• [Actions to take]
**A)** In the cremation account, at what time does everyone leave the cremation ground for Bajra Village to spread the ashes?
**B)** Carry on the cremation account after its last sentence.

• [Passage provided]
=======
I have come straight on from this morning’s brahman wedding — changing in the car into a less festive outfit — and arrive to find the body burned and the bones being gathered.
I have known this family for over 30 years — many have worked with me, as artisans and master-gardeners, since 1979. I greet Dewa’s father warmly as I enter the cremation ground: he seems amazingly relaxed for a man who has just lost his son. His wife, Dewa’s mother, is busy carrying offerings. The widow, by her side continuously, looks windswept but beautiful.
Over the afternoon I witness many beautiful post-burning ceremonies. Nearly everyone here, including the high priest, is family, either from Ketewel or Geluntung; this lends a festive family reunion atmosphere to the proceedings, which wind up with a pray-in to the soul of the deceased in the form of a puspa.
 
At 5 pm, we all move from the cremation ground to Bajra Village, which is on the nearest river, to spread the ashes.
I find myself riverside with a group of Ketewel village aunties. In the centre of the group is the mother of the deceased holding dear Dewa's spirit effigy as she sings a haunting Kidung hymn. The deceased’s children hover nearby.
=======
• [Extracted material]
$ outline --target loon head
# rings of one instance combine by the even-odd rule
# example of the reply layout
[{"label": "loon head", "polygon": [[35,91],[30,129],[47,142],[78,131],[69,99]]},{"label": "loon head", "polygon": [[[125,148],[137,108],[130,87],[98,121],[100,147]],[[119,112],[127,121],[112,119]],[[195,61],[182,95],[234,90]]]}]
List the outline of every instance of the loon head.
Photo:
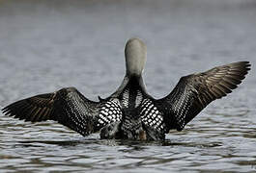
=======
• [Responses per task]
**A)** At 5 pm.

**B)**
Dewa Kribo Kren at the Geluntung cremation
In the river below, male cousins frolic amongst river boulders as the various burnt body parts are scattered (Recreation meets Reincarnation). Scanning my camera across the river, I spot a rock where a trio of stud-muffins in hipster sashes and show-off headscarves has settled. The lead hottie sees the focus of my lens and reclines into a full ‘Narsis Yuk Keep Smile’ (Kewpie Doll crossed-arm-double-peace-gesture with pike (see photo below) as his mates gently wrap themselves around each other. Talk about playing to the gallery.
Mum keeps singing as Dewa’s two boys splash about in the river shallows.